STATED EXERCISE> Can you copy out only the rows from the line containing "Question 7: Report the bounding box of the white building" through the line containing "[101,0,240,78]", both ends included and requests unchanged, with every bounding-box coordinate in the answers multiplied by 1.5 and rounded to a whole number, halves rounding up?

EXERCISE DATA>
——————————
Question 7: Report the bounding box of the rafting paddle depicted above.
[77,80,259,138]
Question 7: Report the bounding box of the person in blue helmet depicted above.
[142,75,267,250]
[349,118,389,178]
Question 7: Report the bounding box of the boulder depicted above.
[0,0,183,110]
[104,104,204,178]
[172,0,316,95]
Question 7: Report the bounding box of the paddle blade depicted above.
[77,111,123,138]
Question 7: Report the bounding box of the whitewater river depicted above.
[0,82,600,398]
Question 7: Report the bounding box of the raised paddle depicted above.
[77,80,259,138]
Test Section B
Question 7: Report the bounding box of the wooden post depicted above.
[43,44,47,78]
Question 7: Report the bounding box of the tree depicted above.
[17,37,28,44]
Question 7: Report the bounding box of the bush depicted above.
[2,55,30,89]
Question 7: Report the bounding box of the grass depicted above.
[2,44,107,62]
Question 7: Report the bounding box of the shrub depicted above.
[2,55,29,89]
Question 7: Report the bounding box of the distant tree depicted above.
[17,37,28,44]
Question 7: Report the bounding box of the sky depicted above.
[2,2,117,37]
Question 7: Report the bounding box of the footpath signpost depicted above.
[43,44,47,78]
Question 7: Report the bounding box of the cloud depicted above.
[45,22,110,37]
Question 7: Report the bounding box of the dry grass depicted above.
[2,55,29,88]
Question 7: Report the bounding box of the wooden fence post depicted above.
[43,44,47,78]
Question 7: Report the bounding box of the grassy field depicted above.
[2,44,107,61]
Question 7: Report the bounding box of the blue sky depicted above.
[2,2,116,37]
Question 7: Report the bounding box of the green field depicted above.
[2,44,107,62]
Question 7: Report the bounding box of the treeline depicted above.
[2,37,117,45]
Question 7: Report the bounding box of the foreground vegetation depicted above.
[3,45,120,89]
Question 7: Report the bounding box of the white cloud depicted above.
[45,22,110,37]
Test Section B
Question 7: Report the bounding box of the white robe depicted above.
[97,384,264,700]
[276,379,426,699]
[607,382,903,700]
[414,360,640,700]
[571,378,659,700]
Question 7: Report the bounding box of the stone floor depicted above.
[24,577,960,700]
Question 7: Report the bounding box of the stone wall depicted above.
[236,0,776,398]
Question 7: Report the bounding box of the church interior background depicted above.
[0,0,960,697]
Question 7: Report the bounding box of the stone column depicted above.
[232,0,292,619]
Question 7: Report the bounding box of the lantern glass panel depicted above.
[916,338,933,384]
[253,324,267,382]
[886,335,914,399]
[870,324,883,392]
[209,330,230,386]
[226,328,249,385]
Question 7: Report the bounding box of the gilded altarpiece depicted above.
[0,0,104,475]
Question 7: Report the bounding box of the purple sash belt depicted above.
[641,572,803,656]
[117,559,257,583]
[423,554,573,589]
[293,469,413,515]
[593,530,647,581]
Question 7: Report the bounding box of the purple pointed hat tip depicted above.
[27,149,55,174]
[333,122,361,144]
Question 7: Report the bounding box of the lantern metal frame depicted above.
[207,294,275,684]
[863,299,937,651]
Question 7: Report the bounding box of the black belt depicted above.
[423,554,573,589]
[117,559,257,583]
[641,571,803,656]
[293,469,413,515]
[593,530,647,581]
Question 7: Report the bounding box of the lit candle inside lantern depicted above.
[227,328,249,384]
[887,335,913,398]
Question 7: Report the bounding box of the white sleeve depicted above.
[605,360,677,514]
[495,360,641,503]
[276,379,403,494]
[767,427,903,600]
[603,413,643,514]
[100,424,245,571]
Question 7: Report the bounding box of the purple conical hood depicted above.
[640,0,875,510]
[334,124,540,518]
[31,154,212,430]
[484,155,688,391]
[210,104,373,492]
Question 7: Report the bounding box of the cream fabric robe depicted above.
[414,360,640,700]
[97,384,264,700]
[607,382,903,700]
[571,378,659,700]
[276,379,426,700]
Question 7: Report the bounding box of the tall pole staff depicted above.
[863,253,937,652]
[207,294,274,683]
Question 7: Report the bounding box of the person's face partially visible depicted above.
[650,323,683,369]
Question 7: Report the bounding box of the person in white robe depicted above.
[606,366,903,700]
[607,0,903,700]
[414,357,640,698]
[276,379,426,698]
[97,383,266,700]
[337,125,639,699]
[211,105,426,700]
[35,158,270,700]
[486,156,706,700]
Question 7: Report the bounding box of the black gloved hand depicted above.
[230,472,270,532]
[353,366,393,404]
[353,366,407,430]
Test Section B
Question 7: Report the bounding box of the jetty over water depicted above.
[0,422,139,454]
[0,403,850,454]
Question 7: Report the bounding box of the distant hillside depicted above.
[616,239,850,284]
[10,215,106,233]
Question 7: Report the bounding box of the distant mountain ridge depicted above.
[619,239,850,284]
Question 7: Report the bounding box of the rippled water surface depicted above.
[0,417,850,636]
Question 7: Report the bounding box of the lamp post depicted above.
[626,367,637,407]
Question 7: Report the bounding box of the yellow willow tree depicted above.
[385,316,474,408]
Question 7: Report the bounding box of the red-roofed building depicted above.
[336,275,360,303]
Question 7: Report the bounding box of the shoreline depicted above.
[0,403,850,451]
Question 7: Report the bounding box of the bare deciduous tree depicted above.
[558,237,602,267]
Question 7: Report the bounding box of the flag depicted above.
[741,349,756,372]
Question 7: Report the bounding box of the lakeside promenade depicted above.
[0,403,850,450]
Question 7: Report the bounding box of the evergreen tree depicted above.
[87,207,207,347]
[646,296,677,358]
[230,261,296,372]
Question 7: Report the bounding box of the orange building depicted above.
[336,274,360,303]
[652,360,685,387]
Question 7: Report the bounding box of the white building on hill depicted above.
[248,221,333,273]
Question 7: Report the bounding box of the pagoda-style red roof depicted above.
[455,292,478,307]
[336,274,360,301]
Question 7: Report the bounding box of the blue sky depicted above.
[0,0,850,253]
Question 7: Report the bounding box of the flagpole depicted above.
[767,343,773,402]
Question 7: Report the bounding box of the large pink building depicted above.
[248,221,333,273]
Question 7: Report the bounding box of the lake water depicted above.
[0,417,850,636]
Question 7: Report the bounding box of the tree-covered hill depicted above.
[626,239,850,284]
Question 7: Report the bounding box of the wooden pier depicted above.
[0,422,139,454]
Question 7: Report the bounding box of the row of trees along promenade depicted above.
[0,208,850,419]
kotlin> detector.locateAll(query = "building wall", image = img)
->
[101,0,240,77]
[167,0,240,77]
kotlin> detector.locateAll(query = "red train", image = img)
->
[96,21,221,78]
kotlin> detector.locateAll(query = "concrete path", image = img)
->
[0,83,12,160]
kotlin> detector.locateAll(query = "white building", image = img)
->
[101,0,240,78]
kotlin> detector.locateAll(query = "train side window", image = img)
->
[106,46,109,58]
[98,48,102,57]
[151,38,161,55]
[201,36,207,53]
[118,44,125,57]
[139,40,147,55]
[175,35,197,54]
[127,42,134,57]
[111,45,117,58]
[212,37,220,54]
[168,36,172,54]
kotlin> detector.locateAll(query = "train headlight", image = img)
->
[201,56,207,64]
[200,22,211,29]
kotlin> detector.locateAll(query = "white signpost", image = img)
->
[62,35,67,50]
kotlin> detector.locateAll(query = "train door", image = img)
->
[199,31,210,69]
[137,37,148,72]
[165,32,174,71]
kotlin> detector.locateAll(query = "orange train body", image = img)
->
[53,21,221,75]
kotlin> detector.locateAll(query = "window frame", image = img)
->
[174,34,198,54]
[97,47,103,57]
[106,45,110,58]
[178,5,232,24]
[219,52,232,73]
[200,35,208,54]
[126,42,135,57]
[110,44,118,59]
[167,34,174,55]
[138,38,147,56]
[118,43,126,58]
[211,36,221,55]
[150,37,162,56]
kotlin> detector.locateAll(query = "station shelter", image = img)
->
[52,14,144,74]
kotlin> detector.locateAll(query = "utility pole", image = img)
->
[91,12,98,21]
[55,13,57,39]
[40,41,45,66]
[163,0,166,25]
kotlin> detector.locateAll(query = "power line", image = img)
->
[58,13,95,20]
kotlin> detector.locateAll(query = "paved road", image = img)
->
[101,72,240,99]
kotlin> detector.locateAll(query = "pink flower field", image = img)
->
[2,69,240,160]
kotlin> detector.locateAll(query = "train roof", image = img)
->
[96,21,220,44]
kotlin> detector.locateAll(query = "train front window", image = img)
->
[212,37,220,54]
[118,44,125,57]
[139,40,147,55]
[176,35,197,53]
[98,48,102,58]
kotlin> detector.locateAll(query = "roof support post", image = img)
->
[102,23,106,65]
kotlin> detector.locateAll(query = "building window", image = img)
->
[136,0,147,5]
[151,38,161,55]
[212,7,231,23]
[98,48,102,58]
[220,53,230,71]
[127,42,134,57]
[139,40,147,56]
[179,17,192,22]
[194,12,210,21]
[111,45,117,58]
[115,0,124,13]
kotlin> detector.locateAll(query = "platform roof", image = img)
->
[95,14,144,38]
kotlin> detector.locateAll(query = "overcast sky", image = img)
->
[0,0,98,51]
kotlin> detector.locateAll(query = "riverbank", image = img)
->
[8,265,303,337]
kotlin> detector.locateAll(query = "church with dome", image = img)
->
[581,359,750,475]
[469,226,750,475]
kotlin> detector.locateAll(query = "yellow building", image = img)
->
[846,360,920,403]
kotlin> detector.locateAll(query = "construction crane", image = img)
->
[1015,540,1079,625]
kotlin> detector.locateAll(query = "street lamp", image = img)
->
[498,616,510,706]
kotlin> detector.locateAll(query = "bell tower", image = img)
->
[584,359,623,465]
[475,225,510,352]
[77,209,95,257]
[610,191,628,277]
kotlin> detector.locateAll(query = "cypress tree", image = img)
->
——————————
TASK SOLUTION>
Question 7: Report the bounding box of the white building on hill depicted above.
[372,332,500,410]
Question 7: Report the bounding box of the pagoda-style red roof depicted above.
[683,438,717,461]
[504,411,540,452]
Question 7: Report the bounding box of the blue sky depicted above.
[0,0,1275,380]
Question 7: Report the bounding box of the flagpole depicted above.
[1151,515,1160,603]
Question 7: Report the bounding box of the large pink building depicted above.
[372,332,500,410]
Question 7: Report the bounding box of the lake water depicted above.
[0,626,1275,954]
Question 7: Report the bounding box of the tree-covered hill depicted above.
[939,359,1275,426]
Question 7: Report the bounding box of the wooden pier depicted above.
[0,633,209,681]
Question 7: Report the bounding box of the row of trees along promenade depicted above.
[0,312,1275,629]
kotlin> detector.locateAll(query = "building wall", image = img)
->
[152,0,360,116]
[251,0,360,116]
kotlin> detector.locateAll(query = "red train", image = img)
->
[144,32,332,117]
kotlin> detector.locateAll(query = "concrete path", image = img)
->
[0,125,18,240]
kotlin> detector.locateAll(query = "white building", image = img)
->
[152,0,360,117]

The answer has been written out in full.